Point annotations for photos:
++++
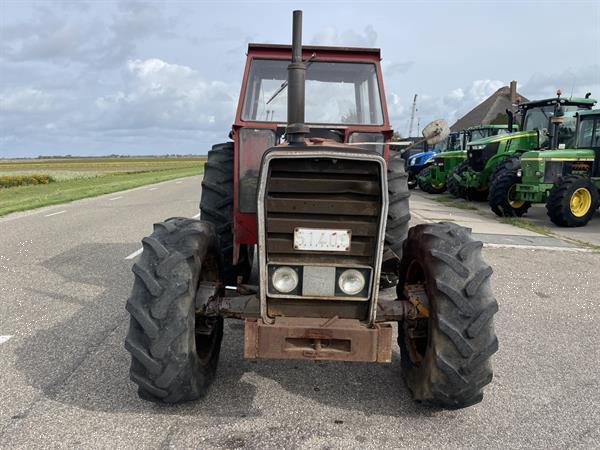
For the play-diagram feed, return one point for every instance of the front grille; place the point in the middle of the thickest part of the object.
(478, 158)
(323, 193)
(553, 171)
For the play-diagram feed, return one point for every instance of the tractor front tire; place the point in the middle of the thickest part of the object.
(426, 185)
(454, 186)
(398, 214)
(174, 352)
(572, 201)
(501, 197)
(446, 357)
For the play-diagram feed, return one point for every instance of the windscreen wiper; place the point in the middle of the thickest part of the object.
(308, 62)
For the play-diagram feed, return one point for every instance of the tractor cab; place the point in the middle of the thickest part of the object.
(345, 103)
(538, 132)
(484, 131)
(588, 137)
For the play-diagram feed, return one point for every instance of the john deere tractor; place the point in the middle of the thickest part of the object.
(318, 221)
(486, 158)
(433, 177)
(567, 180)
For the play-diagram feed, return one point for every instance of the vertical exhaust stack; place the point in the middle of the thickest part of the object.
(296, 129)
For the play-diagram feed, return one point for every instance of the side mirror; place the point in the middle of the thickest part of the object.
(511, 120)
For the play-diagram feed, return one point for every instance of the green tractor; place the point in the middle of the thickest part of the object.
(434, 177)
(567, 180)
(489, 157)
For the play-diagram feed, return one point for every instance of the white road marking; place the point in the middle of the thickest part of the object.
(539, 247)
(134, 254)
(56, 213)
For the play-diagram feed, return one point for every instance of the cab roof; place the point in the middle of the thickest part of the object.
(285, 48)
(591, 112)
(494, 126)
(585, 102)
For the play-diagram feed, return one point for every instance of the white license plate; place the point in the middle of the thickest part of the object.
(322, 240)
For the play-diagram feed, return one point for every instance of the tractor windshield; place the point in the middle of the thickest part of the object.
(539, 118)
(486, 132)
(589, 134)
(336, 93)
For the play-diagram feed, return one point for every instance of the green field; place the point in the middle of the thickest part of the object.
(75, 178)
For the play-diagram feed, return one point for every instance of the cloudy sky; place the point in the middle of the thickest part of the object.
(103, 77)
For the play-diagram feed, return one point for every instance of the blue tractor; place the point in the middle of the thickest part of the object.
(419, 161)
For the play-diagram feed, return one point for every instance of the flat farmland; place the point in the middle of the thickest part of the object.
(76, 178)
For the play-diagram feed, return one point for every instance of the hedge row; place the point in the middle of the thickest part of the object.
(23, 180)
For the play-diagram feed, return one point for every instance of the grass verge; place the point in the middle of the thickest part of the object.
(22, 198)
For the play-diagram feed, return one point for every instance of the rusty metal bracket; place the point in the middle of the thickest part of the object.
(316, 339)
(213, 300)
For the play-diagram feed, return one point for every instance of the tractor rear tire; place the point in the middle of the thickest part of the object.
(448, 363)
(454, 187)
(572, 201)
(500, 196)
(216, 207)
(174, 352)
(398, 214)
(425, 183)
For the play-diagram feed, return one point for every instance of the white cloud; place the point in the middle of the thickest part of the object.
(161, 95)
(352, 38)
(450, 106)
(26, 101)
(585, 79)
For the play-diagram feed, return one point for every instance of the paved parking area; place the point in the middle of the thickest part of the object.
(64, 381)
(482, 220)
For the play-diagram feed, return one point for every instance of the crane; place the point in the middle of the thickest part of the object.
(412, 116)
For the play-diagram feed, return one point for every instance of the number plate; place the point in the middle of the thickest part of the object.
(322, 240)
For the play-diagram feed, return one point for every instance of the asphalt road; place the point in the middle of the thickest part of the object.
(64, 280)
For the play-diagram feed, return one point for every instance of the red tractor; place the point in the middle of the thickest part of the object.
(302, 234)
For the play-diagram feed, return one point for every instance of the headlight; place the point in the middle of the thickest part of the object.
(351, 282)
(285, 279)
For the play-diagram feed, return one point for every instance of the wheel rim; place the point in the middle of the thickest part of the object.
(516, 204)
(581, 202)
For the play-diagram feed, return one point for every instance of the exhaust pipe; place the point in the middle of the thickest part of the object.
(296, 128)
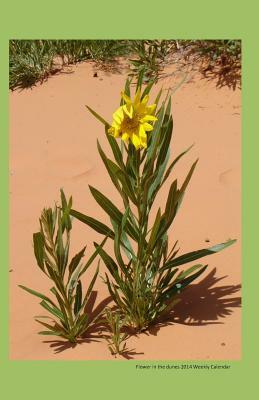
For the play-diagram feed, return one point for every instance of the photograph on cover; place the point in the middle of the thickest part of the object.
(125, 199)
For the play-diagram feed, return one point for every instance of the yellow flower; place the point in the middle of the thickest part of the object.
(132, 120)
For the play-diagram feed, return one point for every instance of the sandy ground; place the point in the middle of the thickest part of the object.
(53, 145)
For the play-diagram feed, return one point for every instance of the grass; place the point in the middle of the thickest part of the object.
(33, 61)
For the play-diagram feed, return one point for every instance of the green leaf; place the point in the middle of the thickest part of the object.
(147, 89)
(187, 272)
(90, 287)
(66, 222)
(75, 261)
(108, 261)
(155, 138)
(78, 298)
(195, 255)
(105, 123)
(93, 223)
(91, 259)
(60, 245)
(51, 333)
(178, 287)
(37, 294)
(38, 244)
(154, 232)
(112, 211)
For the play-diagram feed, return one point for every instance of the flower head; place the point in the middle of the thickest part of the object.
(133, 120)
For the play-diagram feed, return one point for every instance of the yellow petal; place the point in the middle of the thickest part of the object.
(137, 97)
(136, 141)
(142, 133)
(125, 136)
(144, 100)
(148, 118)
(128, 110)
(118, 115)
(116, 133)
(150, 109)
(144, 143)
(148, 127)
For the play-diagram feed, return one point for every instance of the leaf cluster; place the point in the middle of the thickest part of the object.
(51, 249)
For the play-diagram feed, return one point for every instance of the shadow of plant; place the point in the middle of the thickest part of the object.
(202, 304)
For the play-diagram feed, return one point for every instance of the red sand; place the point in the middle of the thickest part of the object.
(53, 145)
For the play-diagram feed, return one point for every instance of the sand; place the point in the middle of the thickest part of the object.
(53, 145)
++++
■ WORK INSTRUCTIONS: In your copy of the listing above, reproduce each line exactly and omit all pictures.

■ RESPONSE:
For the play-diagram feed, return one point for every instance of the front grille; place the point in the middle of the thickest part of the object.
(478, 158)
(323, 193)
(553, 171)
For the play-diagram feed, return one point for every instance of the tractor front tire; place the point in the middle of the thickest part of the object.
(426, 185)
(454, 186)
(398, 214)
(174, 352)
(572, 201)
(501, 197)
(446, 357)
For the play-diagram feed, return one point for every instance of the windscreen wiper; place the point in the middle of the thickest part of the object.
(308, 62)
For the play-diagram feed, return one point for every instance of the tractor cab; place the point in the middle of the thickest part of the object.
(345, 103)
(538, 132)
(484, 131)
(588, 137)
For the play-diagram feed, return one point for every instance of the john deere tractor; place the point in the middle of the thickest part of the object.
(318, 221)
(486, 158)
(433, 177)
(567, 180)
For the play-diagram feed, return one point for every instance of the vertical exhaust stack; place the point in the middle of the thickest part of the object.
(296, 129)
For the play-diagram feed, return one point for every instance of the side mirror; place the point in the middle of the thickest part of the object.
(511, 120)
For the play-diagram feed, return one point for every instance of the green tractor; place the point in the middle of the thickest part of the object.
(434, 177)
(567, 180)
(489, 157)
For the play-diagram feed, return one point for every instance of the white road marking; place the point in the middle of the thickest part of the object.
(539, 247)
(134, 254)
(56, 213)
For the play-diagram feed, return one point for every instance of the cab roof; place the point in the middle of the thickest part of the object.
(285, 48)
(591, 112)
(494, 126)
(585, 102)
For the play-diagram feed, return one point for every instance of the white license plate; place the point in the middle of the thickest part of the object.
(322, 240)
For the play-diagram feed, return one point for every instance of the tractor windshield; place the point in the middle of the thickest part of the object.
(539, 118)
(486, 132)
(589, 134)
(336, 93)
For the play-diagram feed, return one point for every instance of the green field; place the point in the middle of the thickest part of the object.
(75, 178)
For the play-diagram feed, return one point for every instance of the cloudy sky; place the point in the middle of the thickest part of the object.
(103, 77)
For the play-diagram feed, return one point for every instance of the blue tractor; place the point in the middle of the thickest part of the object.
(419, 161)
For the play-diagram feed, return one point for every instance of the flat farmland; place the point in the middle of the thickest part of the object.
(76, 178)
For the play-diagram feed, return one point for every instance of the hedge row; place the point in the middle of the thickest part of the object.
(23, 180)
For the play-diagram feed, return one point for every instance of the grass verge; place the point in the middle of the thickest part of the object.
(22, 198)
For the play-diagram feed, return one point for every instance of the rusty metal bracket; place the point in the middle of the thickest part of the object.
(316, 339)
(213, 300)
For the play-diagram feed, return one point for every instance of the tractor rear tire; place the point in the middle of the thickest part of the object.
(448, 363)
(454, 187)
(572, 201)
(500, 196)
(216, 207)
(174, 352)
(398, 214)
(425, 183)
For the play-diagram feed, return one point for every instance of the white cloud; place the point in the middle of the thickest part of the object.
(161, 95)
(352, 38)
(450, 106)
(26, 101)
(585, 79)
For the play-diagram feed, return one point for every instance of the paved parking area; place the point in the middle of the thickest part of the object.
(64, 381)
(482, 220)
For the play-diagram feed, return one point for every instance of the crane; place the point in the middle of the thickest part of the object.
(412, 116)
For the play-diagram feed, return one point for every instance of the number plate; place the point in the middle of the thickest part of the object.
(322, 240)
For the play-diagram feed, return one point for every instance of the asphalt road; place the point in the middle of the thickest part of the object.
(64, 280)
For the play-diagram feed, return one point for every instance of the red tractor; place the point in the middle of the thickest part of the object.
(302, 234)
For the play-diagram feed, return one point for every instance of the headlight; place the point in the middle of the thickest part of the object.
(351, 282)
(285, 279)
For the play-diagram feed, return one point for every instance of the wheel rim; place the point in the middle of the thickest part of the object.
(516, 204)
(581, 202)
For the play-diagram feed, return one point for every instance of the exhaust pipe; place the point in the middle of the thickest part of the object.
(296, 128)
For the play-diagram feed, return one point for every instance of the photograph on cover; place the point in the middle of the thickest part of the object.
(125, 199)
For the play-diagram feed, return one point for every instance of the yellow flower; place the point in the middle of the thickest part of the object.
(132, 120)
For the play-diagram feed, return one point for every instance of the sandy ground; place the point in the middle of the thickest part of the object.
(53, 145)
For the play-diagram feed, return one point for every instance of the grass; place the point in the middle of the thickest part of the object.
(33, 61)
For the play-diagram feed, return one point for every instance of the green leaf; place the point in the middle of the thickest part of the object.
(147, 89)
(187, 272)
(90, 287)
(66, 222)
(75, 261)
(108, 261)
(155, 138)
(78, 298)
(195, 255)
(105, 123)
(93, 223)
(91, 259)
(60, 245)
(51, 333)
(178, 287)
(37, 294)
(38, 244)
(154, 232)
(112, 211)
For the play-diagram feed, return one point for every instance of the flower head; place the point in the middle of the thickest part of the object.
(133, 120)
For the play-diagram feed, return one point for every instance of the yellow petal; place the point in the middle of the thickest part of the object.
(137, 97)
(136, 141)
(142, 133)
(125, 136)
(144, 100)
(148, 118)
(128, 110)
(118, 115)
(116, 133)
(150, 109)
(144, 143)
(148, 127)
For the play-diagram feed, return one point for every instance of the leaf cluster; place the point in the middle of the thickest part of the object.
(51, 249)
For the play-diagram feed, return one point for every instance of the shadow of plant; place the point in the middle of the thickest part of the object.
(202, 304)
For the play-diagram feed, return one point for every instance of the red sand; place the point in the middle of the thickest part of the object.
(53, 145)
For the play-diagram feed, return one point for every instance of the sand; place the point in the middle of the thickest part of the object.
(53, 145)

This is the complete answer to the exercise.